▶ Provided passage:
* START *

Visualizing Men's and Women's March Madness with ggplot2 and rvest


Hey folks,

It’s March! That means the days are getting longer, the weather is pretty bonkers, the Cubs season has already started, and it’s time for March Madness.

For the uninitiated, that’s the roughly month-long period starting last week when men’s and women’s college basketball teams compete for their conference championship and then the National Championship. After falling apart at the end of the regular season the University of Michigan Men’s team won their conference tournament and received one of four 5 seeds. Our women’s team also had a strong season falling just short in the conference tournament in the semifinals. They received one of four 6 seeds. To be completely honest and while I’d be happy to be wrong, I doubt either team will get far in the NCAA tournament. Regardless, it’s a fun time of year when nearly anything happen.

Earlier this week the New York Times newsletter recalled that last year was the first time that the Women’s NCAA Championship game had more TV viewers than the men’s game. The women’s game had 18.9 million viewers and the men’s game had 14.8 million viewers. Much of that is being credited to Caitlin Clark. Basketball insiders have noticed that there is greater parity in both the men’s and women’s game. There are more upsets and the traditional powers have lost much of their power. That parity makes for more viewers.

* END *

▶ Exercise description: According to the March Madness post, how many TV viewers watched last year's Women's NCAA Championship game?

▶ Information given:
* START *

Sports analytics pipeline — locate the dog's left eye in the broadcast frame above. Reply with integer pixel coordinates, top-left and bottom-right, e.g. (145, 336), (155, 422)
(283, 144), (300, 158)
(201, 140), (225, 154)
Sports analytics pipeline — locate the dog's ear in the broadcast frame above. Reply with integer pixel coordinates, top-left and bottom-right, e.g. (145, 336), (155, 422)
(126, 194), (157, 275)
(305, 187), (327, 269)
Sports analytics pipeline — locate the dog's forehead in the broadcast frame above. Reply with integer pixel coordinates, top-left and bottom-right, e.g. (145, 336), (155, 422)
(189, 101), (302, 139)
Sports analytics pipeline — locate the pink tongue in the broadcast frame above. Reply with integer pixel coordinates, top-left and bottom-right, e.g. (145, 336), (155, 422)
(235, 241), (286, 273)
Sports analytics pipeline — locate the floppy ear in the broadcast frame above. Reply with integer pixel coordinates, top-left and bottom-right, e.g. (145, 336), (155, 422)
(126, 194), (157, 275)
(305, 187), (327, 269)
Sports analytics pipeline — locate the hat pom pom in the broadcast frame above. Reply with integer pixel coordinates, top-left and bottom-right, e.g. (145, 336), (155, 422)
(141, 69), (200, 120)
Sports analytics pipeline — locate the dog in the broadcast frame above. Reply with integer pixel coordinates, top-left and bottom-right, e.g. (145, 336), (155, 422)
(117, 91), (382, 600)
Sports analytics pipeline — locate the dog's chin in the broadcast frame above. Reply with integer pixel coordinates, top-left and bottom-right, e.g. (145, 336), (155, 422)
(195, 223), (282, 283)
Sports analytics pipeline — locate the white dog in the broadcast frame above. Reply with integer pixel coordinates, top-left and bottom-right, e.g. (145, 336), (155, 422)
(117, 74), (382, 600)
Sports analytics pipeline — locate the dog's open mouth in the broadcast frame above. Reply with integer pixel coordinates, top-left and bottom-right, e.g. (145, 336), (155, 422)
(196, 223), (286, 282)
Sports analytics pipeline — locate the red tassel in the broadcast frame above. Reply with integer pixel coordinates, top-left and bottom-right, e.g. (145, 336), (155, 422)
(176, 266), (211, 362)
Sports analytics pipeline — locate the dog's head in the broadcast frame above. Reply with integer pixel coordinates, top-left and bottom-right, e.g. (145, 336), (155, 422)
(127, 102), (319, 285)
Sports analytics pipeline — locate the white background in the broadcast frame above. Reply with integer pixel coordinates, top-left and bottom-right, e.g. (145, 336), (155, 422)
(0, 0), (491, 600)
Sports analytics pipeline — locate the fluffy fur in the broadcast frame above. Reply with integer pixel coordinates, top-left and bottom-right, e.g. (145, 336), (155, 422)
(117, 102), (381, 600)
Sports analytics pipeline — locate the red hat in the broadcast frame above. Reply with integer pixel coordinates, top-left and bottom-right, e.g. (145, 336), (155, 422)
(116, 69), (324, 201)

* END *

▶ Expected output: 18.9 million viewers.